<<<<

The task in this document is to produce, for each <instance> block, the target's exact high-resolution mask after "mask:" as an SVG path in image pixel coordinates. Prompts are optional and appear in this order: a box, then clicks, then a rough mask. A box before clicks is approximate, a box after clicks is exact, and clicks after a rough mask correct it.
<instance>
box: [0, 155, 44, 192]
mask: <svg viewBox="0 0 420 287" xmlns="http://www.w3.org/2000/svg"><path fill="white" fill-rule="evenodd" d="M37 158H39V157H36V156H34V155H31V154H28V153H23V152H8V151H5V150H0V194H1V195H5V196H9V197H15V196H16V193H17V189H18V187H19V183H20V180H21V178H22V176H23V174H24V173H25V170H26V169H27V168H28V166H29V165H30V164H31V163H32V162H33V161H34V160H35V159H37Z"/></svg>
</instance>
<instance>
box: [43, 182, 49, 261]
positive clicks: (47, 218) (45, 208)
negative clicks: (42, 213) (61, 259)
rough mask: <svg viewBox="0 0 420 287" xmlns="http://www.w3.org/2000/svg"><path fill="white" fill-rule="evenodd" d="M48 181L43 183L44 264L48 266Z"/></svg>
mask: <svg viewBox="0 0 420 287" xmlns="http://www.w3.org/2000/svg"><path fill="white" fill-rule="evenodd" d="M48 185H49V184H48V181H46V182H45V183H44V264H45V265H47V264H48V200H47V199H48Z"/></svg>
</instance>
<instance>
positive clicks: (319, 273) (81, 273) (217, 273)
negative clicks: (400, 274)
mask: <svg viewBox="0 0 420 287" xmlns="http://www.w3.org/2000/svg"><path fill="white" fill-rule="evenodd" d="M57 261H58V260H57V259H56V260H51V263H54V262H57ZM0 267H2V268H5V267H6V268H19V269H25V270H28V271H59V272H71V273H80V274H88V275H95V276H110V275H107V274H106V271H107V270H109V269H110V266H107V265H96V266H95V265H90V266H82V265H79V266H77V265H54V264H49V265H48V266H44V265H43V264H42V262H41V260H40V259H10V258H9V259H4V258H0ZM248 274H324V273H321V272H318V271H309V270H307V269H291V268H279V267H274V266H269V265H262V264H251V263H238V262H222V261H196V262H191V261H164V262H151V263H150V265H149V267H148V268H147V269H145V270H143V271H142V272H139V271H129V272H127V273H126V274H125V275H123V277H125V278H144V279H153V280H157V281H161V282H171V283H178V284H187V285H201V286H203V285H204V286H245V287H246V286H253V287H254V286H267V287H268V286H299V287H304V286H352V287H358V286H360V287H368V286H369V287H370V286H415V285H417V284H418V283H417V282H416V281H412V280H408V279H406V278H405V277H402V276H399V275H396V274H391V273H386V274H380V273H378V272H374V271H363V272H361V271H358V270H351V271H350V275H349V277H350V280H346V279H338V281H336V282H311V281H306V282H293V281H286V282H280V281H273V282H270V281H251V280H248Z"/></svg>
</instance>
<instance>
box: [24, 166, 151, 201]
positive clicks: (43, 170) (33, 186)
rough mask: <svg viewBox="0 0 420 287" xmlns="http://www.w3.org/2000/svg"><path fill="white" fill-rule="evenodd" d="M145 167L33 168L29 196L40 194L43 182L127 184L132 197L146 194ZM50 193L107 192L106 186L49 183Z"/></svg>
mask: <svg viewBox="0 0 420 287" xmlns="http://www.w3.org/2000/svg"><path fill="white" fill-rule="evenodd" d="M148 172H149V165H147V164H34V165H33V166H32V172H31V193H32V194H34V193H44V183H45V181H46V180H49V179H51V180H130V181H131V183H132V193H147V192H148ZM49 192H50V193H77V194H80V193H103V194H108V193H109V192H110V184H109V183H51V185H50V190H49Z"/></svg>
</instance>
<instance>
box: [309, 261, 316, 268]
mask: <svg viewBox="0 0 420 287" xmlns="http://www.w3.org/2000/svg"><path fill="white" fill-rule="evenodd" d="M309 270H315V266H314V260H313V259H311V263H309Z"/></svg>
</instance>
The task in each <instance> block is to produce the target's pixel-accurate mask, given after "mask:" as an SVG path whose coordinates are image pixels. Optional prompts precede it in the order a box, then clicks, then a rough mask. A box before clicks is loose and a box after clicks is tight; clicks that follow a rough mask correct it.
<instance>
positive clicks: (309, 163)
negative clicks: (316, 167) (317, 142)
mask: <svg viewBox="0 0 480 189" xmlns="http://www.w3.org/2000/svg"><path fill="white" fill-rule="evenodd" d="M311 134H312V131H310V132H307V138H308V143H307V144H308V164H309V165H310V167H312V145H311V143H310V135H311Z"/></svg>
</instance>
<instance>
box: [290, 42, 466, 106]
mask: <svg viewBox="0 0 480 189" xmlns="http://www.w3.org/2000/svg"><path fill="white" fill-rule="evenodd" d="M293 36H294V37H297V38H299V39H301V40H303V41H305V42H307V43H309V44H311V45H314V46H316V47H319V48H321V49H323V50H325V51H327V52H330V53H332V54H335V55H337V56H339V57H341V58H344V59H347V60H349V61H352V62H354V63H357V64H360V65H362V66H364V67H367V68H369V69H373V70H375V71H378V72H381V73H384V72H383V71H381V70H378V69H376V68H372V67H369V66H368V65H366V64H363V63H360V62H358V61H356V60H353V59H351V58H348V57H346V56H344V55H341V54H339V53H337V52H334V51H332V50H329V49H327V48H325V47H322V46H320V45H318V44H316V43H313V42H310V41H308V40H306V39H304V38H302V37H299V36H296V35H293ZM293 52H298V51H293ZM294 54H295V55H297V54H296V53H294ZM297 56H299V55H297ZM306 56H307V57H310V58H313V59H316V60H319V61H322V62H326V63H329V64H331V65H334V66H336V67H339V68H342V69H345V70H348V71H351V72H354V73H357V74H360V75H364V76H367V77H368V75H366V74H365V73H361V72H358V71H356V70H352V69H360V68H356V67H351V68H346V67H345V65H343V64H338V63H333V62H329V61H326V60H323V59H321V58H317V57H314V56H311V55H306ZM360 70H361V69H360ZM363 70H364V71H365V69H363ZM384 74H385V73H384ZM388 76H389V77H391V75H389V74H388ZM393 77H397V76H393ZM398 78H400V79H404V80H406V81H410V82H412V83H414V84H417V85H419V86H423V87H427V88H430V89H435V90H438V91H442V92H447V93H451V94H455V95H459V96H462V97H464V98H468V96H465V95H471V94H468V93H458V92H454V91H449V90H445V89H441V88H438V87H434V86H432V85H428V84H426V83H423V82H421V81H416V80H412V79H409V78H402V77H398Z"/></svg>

>>>>
<<<<

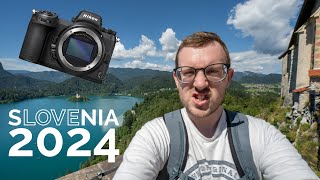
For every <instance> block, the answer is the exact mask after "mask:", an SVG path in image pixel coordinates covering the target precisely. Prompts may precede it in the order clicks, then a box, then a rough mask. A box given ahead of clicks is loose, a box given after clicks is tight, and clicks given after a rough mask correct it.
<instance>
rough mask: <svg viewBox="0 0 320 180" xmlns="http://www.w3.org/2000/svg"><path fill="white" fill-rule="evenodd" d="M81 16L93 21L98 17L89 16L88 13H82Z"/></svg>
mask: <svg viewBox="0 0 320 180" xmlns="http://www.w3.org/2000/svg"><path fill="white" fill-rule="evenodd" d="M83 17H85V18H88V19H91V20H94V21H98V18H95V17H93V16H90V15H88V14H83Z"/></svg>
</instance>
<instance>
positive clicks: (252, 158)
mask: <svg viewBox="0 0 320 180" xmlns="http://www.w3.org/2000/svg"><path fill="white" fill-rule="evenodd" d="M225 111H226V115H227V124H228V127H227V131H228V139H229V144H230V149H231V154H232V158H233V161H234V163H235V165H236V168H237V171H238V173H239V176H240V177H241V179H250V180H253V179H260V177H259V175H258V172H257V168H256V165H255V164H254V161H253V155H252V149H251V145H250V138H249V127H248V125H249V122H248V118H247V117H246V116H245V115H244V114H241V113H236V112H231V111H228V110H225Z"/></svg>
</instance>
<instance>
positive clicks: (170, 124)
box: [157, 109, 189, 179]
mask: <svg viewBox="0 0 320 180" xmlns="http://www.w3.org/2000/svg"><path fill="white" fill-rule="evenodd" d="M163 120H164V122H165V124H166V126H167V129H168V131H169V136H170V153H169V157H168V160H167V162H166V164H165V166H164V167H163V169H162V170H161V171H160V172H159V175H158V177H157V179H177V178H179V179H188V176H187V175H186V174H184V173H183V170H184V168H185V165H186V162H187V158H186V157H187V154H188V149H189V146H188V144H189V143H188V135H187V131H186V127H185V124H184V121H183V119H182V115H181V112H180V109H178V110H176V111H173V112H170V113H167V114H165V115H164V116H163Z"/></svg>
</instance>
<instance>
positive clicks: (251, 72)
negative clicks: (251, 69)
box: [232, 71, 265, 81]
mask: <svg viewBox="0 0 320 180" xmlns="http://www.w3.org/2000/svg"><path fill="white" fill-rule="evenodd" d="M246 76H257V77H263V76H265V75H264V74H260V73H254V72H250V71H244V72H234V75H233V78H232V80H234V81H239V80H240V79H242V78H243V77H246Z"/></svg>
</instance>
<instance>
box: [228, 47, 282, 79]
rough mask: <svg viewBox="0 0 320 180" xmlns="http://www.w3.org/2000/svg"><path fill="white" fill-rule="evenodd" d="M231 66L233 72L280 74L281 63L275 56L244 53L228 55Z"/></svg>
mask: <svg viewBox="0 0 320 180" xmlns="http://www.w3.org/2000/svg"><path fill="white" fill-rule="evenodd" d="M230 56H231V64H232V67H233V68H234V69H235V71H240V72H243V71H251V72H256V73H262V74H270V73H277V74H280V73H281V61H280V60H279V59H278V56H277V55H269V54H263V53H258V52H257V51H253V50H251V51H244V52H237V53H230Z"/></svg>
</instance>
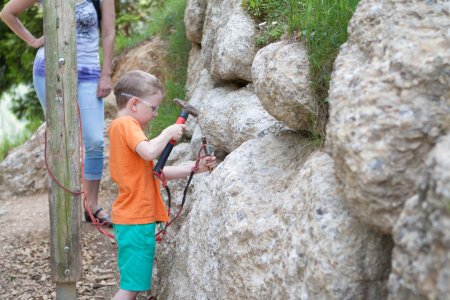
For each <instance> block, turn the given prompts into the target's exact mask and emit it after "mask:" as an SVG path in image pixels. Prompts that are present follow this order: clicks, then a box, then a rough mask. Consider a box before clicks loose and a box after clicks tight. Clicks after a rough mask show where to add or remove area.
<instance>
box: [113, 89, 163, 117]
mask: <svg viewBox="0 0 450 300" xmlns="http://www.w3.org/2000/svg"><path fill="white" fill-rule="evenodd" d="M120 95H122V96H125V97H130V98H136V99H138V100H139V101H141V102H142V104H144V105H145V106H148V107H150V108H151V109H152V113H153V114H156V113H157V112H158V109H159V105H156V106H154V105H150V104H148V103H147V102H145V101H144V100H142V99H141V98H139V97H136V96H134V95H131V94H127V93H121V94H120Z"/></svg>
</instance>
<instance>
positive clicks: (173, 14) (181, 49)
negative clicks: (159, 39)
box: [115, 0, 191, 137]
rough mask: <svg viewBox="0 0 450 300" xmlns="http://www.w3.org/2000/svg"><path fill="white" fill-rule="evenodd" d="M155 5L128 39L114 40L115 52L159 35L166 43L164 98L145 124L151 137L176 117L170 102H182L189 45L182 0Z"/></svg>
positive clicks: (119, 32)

>>>>

### Work instruction
Scan the data, and report each line that uses the word "precede".

### Your response
The task in each <instance> block is to produce the target's pixel-accurate mask, given after "mask:" as an SVG path whose coordinates are image pixels. Optional prompts precede it in the order a box, then clicks, then a rough mask. A box before clicks is loose and a box after clicks is tight; clicks that follow a rough mask correct it.
For every <instance> block, the answer is the exact mask after "mask:", an SVG path in image pixel coordinates covering the target precisely. Prompts may precede it in the order clicks, then a box, then a rough mask. A box given ahead of clicks is loose, a box given after clicks is tight, and clicks given after a rough mask correct it.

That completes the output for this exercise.